YOUR OBJECTIVE —
Select each line in the data below that contains the string "format" and copy those lines out.

Excerpts from a detection dataset

● ● ● ● ● ● ●

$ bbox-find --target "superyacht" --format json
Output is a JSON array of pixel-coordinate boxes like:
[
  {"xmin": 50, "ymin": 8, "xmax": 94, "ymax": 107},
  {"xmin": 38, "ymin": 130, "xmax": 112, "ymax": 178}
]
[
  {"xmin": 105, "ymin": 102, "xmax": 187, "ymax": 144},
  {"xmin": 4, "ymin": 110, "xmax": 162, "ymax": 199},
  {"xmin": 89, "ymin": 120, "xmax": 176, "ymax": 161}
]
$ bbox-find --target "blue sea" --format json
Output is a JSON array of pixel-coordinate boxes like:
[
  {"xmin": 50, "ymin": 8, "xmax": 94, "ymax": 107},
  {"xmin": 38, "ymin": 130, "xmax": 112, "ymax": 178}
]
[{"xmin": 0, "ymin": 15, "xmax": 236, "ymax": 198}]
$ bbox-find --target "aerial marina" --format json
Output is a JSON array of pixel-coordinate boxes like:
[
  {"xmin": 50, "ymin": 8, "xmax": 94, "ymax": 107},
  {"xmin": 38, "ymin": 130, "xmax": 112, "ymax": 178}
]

● ● ● ● ● ● ●

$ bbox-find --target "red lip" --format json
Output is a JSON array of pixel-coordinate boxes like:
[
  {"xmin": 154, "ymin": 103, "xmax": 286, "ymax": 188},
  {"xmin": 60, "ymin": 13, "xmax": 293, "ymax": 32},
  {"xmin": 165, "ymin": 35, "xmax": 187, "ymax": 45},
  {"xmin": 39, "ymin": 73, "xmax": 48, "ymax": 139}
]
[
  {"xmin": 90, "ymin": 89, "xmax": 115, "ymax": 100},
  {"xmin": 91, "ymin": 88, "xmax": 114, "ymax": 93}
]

● ● ● ● ● ● ●

CORRECT ANSWER —
$ bbox-find --target "superyacht" --format json
$ bbox-find --target "blue sea" --format json
$ bbox-find --target "aerial marina" --format json
$ bbox-find --target "red lip" --format json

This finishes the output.